*** DATA FOR THE TASK ***

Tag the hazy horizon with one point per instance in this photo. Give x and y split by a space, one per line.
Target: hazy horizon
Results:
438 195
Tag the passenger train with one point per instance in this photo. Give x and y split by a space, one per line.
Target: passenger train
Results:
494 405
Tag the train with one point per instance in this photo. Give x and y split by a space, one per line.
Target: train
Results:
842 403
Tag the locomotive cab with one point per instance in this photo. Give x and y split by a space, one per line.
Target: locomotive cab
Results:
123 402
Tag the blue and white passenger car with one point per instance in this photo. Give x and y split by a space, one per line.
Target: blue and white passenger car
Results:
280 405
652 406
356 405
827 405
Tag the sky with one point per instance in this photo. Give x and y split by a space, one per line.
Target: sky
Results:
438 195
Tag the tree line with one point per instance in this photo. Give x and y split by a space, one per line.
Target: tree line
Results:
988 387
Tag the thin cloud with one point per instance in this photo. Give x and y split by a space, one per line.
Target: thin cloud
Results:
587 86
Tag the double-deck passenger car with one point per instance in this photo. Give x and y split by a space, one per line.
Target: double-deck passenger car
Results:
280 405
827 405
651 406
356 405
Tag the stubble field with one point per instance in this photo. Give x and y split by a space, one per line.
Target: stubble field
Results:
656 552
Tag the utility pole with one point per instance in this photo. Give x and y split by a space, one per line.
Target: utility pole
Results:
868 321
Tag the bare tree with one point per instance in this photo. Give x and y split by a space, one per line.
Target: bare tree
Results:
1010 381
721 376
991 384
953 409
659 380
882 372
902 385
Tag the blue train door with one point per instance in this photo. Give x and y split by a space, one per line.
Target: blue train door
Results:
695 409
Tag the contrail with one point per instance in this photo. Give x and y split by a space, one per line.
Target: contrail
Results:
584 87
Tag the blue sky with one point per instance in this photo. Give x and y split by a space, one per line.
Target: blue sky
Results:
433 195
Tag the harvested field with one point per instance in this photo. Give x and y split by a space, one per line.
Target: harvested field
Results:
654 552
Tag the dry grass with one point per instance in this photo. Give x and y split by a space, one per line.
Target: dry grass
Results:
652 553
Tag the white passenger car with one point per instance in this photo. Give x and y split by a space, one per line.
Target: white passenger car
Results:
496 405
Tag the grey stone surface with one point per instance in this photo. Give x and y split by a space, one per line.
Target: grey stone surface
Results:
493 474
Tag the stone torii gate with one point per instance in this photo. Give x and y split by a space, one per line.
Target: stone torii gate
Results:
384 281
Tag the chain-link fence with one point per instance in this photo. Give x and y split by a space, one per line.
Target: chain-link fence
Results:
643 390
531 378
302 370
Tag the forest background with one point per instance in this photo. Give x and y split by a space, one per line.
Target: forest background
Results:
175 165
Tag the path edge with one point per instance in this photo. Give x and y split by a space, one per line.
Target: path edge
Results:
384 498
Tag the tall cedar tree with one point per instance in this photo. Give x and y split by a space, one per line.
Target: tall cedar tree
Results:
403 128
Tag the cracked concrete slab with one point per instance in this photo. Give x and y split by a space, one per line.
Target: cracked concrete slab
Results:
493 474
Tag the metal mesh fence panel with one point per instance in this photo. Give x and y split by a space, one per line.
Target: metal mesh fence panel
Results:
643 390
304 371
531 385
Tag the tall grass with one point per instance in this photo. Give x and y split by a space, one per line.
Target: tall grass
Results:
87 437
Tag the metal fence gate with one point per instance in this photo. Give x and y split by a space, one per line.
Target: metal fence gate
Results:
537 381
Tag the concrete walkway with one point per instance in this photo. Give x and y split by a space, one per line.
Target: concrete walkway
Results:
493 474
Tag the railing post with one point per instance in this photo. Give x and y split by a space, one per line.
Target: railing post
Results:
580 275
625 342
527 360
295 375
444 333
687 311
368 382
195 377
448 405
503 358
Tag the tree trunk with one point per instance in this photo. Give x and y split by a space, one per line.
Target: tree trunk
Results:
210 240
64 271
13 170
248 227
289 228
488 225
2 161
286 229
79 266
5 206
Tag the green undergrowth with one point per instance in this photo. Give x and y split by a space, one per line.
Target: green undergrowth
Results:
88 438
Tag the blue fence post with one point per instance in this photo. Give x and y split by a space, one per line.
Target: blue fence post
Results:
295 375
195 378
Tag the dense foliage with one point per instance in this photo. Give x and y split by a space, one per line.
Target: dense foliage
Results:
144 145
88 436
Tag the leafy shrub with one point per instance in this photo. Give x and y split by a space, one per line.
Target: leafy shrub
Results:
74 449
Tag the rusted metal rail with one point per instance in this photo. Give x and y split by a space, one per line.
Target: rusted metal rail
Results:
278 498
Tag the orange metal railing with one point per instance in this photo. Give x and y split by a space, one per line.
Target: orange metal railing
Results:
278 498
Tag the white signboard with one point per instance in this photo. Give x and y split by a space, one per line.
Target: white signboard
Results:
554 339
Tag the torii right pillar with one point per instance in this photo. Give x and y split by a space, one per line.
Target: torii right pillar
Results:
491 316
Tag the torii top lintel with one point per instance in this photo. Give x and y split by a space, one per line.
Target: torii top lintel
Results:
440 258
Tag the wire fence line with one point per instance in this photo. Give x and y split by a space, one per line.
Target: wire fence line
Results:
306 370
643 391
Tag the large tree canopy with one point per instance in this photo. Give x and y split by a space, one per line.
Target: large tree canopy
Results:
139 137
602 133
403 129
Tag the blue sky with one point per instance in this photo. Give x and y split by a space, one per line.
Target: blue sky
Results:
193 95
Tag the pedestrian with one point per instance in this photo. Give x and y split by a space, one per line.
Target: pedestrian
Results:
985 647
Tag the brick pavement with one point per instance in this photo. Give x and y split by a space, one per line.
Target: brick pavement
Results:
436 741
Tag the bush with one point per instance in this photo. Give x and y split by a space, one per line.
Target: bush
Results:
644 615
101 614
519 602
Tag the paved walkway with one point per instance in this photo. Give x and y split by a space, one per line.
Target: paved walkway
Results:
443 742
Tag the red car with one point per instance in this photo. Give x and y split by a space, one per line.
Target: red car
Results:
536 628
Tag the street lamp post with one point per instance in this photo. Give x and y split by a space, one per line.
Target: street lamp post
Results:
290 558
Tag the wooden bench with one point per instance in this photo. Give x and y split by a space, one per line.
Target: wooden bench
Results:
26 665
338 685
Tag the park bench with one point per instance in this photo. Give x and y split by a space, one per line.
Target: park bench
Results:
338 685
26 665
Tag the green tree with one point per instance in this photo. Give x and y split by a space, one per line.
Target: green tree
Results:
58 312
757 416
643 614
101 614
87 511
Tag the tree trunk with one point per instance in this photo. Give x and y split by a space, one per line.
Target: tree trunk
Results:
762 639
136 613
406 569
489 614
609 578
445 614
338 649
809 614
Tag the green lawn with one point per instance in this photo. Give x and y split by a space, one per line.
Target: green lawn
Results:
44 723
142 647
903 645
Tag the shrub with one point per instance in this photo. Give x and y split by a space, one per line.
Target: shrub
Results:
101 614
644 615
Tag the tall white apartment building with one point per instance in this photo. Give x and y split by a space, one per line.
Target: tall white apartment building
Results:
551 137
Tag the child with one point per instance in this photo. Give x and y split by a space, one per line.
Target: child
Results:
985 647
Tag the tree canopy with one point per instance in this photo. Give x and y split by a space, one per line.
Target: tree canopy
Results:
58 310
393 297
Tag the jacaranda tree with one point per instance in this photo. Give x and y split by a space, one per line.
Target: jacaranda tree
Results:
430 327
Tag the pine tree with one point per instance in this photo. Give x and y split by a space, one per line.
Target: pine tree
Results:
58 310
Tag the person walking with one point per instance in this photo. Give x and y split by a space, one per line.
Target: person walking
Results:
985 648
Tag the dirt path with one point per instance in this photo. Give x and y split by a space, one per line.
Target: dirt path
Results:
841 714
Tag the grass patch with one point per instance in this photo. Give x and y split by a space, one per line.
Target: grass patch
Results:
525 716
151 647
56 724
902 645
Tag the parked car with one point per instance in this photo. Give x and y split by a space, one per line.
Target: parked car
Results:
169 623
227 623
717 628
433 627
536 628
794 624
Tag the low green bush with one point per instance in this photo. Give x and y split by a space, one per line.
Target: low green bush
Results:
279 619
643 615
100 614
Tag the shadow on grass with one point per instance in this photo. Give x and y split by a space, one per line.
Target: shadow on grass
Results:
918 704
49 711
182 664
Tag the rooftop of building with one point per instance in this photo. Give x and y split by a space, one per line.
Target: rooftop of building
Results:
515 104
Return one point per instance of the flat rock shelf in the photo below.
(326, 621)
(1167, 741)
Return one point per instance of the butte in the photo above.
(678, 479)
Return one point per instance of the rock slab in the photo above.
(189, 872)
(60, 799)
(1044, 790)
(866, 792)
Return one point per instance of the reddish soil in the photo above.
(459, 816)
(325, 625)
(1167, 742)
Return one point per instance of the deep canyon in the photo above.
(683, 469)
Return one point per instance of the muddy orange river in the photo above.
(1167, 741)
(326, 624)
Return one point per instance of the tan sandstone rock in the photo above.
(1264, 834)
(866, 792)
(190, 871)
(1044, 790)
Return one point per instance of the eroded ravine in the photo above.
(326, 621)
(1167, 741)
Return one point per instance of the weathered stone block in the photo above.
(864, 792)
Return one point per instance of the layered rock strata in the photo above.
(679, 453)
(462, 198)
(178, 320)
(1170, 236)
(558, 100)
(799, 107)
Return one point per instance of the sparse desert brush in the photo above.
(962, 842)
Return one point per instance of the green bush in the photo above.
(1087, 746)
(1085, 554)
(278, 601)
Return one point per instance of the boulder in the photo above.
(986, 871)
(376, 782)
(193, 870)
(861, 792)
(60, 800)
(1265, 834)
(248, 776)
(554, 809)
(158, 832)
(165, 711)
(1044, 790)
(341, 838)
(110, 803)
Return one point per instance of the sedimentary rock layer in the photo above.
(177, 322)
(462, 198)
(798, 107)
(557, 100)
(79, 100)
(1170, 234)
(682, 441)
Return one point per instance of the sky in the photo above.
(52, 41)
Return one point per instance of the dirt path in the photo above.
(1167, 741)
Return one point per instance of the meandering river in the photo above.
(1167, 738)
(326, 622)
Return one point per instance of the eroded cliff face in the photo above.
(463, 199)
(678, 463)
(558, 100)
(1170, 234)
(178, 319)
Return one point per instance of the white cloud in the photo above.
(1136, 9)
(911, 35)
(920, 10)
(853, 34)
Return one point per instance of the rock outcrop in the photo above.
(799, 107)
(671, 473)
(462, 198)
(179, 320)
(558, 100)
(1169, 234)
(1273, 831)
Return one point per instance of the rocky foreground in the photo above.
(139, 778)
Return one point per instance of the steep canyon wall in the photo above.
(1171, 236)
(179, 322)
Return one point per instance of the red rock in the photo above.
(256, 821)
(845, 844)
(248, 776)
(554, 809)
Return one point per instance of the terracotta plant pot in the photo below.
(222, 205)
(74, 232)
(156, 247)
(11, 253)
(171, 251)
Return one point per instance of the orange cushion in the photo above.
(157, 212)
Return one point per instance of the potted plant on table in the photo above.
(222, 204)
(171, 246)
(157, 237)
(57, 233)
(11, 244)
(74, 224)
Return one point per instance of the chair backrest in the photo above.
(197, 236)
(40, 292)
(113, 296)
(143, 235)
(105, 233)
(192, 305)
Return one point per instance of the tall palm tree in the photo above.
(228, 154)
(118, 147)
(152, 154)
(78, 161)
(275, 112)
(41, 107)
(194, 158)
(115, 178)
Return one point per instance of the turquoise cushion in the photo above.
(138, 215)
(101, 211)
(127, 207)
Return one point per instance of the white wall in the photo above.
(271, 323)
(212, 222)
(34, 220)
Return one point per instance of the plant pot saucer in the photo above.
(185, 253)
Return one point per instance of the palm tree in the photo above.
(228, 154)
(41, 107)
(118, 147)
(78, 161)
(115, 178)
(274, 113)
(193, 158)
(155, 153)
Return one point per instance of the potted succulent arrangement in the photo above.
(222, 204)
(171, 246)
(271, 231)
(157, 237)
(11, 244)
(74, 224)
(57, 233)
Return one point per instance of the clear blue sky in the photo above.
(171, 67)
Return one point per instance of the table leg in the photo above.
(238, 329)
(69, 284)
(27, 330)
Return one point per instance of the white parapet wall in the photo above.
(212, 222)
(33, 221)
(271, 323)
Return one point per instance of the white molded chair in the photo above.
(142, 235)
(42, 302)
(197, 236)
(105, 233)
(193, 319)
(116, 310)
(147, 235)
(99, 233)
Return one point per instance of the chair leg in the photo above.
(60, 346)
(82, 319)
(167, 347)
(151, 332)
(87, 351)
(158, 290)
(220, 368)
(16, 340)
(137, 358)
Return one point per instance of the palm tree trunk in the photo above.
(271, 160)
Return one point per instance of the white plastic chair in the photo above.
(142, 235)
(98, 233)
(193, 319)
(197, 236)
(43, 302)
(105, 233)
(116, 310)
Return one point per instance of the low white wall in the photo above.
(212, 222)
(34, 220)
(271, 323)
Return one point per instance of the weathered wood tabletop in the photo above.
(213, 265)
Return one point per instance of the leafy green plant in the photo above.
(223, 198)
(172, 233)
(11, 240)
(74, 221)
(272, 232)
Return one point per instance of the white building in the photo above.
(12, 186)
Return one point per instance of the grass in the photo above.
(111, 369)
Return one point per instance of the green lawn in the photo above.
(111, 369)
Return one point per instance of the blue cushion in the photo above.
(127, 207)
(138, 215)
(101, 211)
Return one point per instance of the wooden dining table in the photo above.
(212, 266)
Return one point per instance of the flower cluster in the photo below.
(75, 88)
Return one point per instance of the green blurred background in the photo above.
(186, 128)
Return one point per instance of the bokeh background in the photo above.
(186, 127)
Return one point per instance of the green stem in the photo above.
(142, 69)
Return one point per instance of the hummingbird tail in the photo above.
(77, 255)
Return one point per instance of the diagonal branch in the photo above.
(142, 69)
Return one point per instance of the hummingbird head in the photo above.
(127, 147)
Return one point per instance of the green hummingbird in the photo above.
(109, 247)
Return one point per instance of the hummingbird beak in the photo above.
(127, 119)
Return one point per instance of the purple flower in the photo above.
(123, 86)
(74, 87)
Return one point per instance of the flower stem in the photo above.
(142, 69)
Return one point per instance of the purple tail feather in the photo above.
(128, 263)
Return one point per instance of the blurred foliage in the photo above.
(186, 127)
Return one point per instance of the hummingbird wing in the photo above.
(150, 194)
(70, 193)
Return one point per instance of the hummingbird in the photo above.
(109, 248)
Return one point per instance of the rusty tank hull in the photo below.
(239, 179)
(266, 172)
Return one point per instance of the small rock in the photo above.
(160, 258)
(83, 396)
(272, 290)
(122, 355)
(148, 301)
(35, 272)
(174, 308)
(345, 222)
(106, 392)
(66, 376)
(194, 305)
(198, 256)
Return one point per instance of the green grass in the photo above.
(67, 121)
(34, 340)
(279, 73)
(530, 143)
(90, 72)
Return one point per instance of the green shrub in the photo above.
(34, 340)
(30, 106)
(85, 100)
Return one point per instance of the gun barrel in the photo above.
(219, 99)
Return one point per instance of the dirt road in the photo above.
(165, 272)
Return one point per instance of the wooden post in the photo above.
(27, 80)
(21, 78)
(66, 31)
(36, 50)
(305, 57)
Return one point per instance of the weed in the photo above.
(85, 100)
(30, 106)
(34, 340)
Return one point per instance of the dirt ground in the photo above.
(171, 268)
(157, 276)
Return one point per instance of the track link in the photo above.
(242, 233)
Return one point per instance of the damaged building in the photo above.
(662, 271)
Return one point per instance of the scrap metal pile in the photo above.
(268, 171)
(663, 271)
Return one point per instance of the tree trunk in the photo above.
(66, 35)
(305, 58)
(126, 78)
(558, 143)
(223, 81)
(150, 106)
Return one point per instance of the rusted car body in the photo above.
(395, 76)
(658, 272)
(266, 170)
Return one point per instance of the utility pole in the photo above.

*** End of DATA FOR THE TASK ***

Using the material above, gather every line that includes "railing".

Tag the railing post with one point per instance in this photo. Give x and y split by a space, one per line.
Target: railing post
Tag the orange metal railing with one point per instance in this photo. Give x and y split by a space, one per line.
Target: orange metal railing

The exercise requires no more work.